--- Dataset content ---

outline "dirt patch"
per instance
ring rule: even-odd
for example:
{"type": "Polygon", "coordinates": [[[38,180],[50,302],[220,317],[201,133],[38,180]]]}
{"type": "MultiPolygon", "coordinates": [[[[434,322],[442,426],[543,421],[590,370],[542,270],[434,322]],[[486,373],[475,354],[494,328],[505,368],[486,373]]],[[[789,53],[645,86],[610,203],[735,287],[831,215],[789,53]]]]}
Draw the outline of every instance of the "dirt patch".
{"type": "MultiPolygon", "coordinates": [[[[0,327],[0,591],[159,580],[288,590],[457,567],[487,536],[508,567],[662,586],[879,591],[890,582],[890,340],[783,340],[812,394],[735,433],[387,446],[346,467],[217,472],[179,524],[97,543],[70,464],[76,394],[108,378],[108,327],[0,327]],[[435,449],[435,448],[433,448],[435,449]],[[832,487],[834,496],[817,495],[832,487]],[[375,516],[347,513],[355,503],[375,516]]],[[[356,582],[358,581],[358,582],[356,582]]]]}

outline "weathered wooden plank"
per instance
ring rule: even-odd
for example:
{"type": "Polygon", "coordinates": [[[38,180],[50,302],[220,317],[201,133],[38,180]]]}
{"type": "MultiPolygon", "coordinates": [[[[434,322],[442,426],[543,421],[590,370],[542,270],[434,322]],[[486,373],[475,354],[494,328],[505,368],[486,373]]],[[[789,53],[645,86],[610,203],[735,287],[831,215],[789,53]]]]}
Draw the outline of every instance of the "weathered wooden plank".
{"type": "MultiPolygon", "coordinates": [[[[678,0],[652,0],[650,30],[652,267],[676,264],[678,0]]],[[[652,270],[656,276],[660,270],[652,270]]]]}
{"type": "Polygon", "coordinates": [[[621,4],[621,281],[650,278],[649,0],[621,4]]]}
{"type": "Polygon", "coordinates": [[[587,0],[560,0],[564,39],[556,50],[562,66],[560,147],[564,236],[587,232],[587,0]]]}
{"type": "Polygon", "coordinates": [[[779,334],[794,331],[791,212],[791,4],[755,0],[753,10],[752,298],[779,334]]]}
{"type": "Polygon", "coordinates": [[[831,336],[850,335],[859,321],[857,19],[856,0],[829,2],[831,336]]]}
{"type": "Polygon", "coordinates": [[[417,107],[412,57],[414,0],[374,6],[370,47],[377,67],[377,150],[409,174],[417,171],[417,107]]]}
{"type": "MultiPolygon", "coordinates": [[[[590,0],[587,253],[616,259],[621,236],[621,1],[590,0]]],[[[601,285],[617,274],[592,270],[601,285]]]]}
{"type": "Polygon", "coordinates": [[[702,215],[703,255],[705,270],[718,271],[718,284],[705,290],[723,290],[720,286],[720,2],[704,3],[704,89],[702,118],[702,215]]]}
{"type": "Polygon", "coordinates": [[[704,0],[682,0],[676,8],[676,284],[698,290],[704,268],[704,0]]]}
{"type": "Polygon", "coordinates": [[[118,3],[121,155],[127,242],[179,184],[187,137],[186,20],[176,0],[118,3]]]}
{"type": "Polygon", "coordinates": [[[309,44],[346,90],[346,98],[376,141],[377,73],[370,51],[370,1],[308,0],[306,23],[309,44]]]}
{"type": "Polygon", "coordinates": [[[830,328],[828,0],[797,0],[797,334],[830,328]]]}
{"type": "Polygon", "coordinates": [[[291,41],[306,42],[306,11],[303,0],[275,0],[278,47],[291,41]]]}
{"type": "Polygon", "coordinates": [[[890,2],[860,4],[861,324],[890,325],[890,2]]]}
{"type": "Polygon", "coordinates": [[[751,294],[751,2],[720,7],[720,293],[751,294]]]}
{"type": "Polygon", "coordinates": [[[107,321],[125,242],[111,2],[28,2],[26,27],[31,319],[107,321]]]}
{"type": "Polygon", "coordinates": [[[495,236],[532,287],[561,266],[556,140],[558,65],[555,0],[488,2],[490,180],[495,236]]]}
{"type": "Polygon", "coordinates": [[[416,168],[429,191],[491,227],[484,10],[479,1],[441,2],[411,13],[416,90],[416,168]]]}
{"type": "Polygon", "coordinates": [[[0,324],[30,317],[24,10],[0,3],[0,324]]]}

---

- **Aim**: Your task is to repeat the data exactly, with nothing left out.

- **Written solution**:
outline "dirt patch"
per instance
ring rule: even-odd
for example:
{"type": "Polygon", "coordinates": [[[38,180],[50,302],[220,317],[201,133],[38,180]]]}
{"type": "MultiPolygon", "coordinates": [[[[434,322],[442,426],[543,421],[590,370],[542,270],[434,322]],[[486,373],[475,354],[494,328],[505,368],[486,373]]],[[[789,53],[645,86],[610,203],[735,287],[831,215],[789,53]]]]}
Draw the outline of every instance of the "dirt patch".
{"type": "MultiPolygon", "coordinates": [[[[0,327],[0,591],[159,580],[288,590],[457,567],[487,536],[508,567],[662,586],[879,591],[890,582],[890,340],[783,340],[812,394],[735,433],[387,446],[346,467],[217,472],[179,524],[97,543],[70,464],[76,394],[108,378],[108,327],[0,327]],[[435,449],[435,448],[433,448],[435,449]],[[832,487],[834,496],[817,495],[832,487]],[[375,516],[347,513],[355,503],[375,516]]],[[[356,582],[358,581],[358,582],[356,582]]]]}

outline "weathered wooden plank"
per instance
ring rule: even-odd
for example:
{"type": "Polygon", "coordinates": [[[38,180],[50,302],[220,317],[201,133],[38,180]]]}
{"type": "MultiPolygon", "coordinates": [[[[434,322],[442,426],[543,421],[590,370],[542,270],[434,322]],[[486,373],[475,354],[494,328],[505,368],[486,373]]],[[[789,53],[645,86],[610,203],[735,287],[831,215],[789,53]]]]}
Draw the outline of every instance of the "weathered wooden plank".
{"type": "MultiPolygon", "coordinates": [[[[678,0],[652,0],[650,30],[652,267],[676,264],[678,0]]],[[[652,270],[656,276],[660,270],[652,270]]]]}
{"type": "Polygon", "coordinates": [[[621,4],[621,281],[650,278],[649,0],[621,4]]]}
{"type": "Polygon", "coordinates": [[[587,0],[560,0],[564,39],[556,50],[562,66],[560,147],[564,236],[587,232],[587,0]]]}
{"type": "Polygon", "coordinates": [[[779,334],[794,331],[791,212],[791,4],[755,0],[753,10],[752,298],[779,334]]]}
{"type": "Polygon", "coordinates": [[[831,336],[850,335],[859,321],[857,19],[856,0],[829,2],[831,336]]]}
{"type": "Polygon", "coordinates": [[[417,107],[412,57],[414,0],[374,6],[370,47],[377,67],[377,150],[409,174],[417,171],[417,107]]]}
{"type": "MultiPolygon", "coordinates": [[[[590,0],[587,253],[616,259],[621,236],[621,1],[590,0]]],[[[601,285],[617,274],[592,270],[601,285]]]]}
{"type": "Polygon", "coordinates": [[[702,215],[703,255],[705,270],[718,271],[718,284],[705,290],[723,290],[720,286],[720,2],[704,3],[704,89],[702,118],[702,215]]]}
{"type": "Polygon", "coordinates": [[[704,0],[682,0],[676,8],[676,284],[698,290],[704,268],[704,0]]]}
{"type": "Polygon", "coordinates": [[[118,3],[121,155],[127,242],[179,184],[187,137],[186,20],[176,0],[118,3]]]}
{"type": "Polygon", "coordinates": [[[309,44],[346,90],[346,98],[376,141],[377,73],[370,51],[370,1],[308,0],[306,23],[309,44]]]}
{"type": "Polygon", "coordinates": [[[830,328],[828,0],[797,0],[797,334],[830,328]]]}
{"type": "Polygon", "coordinates": [[[291,41],[306,42],[306,11],[303,0],[275,0],[278,47],[291,41]]]}
{"type": "Polygon", "coordinates": [[[890,2],[860,4],[861,324],[890,325],[890,2]]]}
{"type": "Polygon", "coordinates": [[[751,294],[751,2],[720,7],[720,293],[751,294]]]}
{"type": "Polygon", "coordinates": [[[107,321],[125,242],[111,2],[28,2],[26,27],[31,319],[107,321]]]}
{"type": "Polygon", "coordinates": [[[495,236],[532,287],[561,266],[556,140],[558,65],[555,0],[488,2],[490,180],[495,236]]]}
{"type": "Polygon", "coordinates": [[[416,168],[429,191],[491,227],[484,10],[479,1],[441,2],[411,13],[416,90],[416,168]]]}
{"type": "Polygon", "coordinates": [[[0,324],[30,317],[24,10],[0,3],[0,324]]]}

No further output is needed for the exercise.